======== EXTRACTO DEL DOCUMENTO
El origen de las nueve letras que sirven de diadema al monte Lee tiene poco de cartel de bienvenida al cosmos cinematográfico y mucho de banner publicitario inmobiliario. Cuando el gigantesco letrero fue plantado allí en 1923 su texto rezaba HOLLYWOODLAND y una montaña de bombillas lo cercaban con parpadeos incómodos, hermanándolo con la sordidez clásica del neón promocional. Aquellas letras eran en realidad el anuncio promocional de una urbanización con el mismo nombre.

El espectador suele imaginar a las estrellas como divinidades sin verrugas, acostumbradas a un mayordomo cuyo acento viste con corbata, a limusinas cuyo interior se recorre en quad, a localizar el baño de la mansión tirando de Google Maps y a una placentera vida dedicada a bucear en el jacuzzi en busca de las tarjetas de crédito y las bragas de débito. La meca del cine fabrica a la estrella impoluta, a prostitutas con la cara de Julia Roberts haciendo agostos en Hollywood Boulevard cuando cualquier persona de bien sabe que la carne a la venta acampa realmente en Sunset Boulevard y tiene cara de haber sido atropellada por una furgoneta conducida por la tragedia. El público es ajeno a la infame realidad de sus estrellas y nunca descubrirá en la gran pantalla que a Daryl Hannah le falta medio dedo de la mano izquierda, porque eso estamparía la perfección de la leyenda contra el suelo de lo mundano.
================
CONJUNTO DE TAREAS:
(a) Enumera todas las cosas a las que, según el extracto, el espectador imagina que están acostumbradas las estrellas.
(b) Presenta como una lista JSON de cadenas las líneas de las entradas, con una cadena por línea y sin las líneas en blanco. Empieza en la línea que contiene "Task: locate the green grape." y termina en la última línea de las entradas, ambas incluidas.
======== MATERIAL PROPORCIONADO
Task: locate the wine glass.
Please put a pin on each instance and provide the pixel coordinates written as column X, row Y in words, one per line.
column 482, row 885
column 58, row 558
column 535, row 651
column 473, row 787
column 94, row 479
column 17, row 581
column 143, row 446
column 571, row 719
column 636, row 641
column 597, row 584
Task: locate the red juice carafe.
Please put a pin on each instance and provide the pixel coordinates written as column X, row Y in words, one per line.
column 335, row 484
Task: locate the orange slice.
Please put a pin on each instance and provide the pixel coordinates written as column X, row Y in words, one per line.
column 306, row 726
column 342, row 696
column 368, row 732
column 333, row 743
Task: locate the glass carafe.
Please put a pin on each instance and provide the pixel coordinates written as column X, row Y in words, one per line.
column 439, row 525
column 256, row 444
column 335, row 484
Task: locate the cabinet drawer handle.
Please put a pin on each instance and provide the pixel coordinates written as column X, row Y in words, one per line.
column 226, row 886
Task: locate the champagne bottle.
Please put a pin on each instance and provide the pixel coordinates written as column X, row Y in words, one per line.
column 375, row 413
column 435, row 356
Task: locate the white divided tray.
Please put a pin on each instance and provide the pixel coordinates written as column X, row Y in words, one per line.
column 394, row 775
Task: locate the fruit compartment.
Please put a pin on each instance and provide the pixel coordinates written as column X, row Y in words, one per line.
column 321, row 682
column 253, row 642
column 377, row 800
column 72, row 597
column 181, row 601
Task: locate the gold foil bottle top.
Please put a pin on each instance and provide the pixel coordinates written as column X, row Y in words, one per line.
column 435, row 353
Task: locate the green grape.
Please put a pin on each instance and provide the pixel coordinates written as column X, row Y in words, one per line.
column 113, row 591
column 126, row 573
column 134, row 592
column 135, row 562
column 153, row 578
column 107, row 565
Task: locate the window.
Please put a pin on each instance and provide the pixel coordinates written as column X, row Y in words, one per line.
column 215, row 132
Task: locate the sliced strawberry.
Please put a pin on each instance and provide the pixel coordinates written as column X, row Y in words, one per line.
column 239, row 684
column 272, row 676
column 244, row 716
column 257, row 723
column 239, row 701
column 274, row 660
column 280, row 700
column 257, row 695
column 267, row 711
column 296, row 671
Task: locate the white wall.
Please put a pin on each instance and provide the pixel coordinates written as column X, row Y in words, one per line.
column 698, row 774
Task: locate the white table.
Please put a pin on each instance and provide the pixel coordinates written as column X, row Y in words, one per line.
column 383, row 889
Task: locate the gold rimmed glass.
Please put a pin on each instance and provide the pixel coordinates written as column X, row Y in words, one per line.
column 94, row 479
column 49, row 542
================
RESPUESTAS POR TAREA:
(a)
- Un mayordomo cuyo acento viste con corbata.
- Limusinas cuyo interior se recorre en quad.
- Localizar el baño de la mansión tirando de Google Maps.
- Una placentera vida dedicada a bucear en el jacuzzi en busca de las tarjetas de crédito y las bragas de débito.

(b)
[
  "Task: locate the green grape.",
  "Please put a pin on each instance and provide the pixel coordinates written as column X, row Y in words, one per line.",
  "column 113, row 591",
  "column 126, row 573",
  "column 134, row 592",
  "column 135, row 562",
  "column 153, row 578",
  "column 107, row 565",
  "Task: locate the window.",
  "Please put a pin on each instance and provide the pixel coordinates written as column X, row Y in words, one per line.",
  "column 215, row 132",
  "Task: locate the sliced strawberry.",
  "Please put a pin on each instance and provide the pixel coordinates written as column X, row Y in words, one per line.",
  "column 239, row 684",
  "column 272, row 676",
  "column 244, row 716",
  "column 257, row 723",
  "column 239, row 701",
  "column 274, row 660",
  "column 280, row 700",
  "column 257, row 695",
  "column 267, row 711",
  "column 296, row 671",
  "Task: locate the white wall.",
  "Please put a pin on each instance and provide the pixel coordinates written as column X, row Y in words, one per line.",
  "column 698, row 774",
  "Task: locate the white table.",
  "Please put a pin on each instance and provide the pixel coordinates written as column X, row Y in words, one per line.",
  "column 383, row 889",
  "Task: locate the gold rimmed glass.",
  "Please put a pin on each instance and provide the pixel coordinates written as column X, row Y in words, one per line.",
  "column 94, row 479",
  "column 49, row 542"
]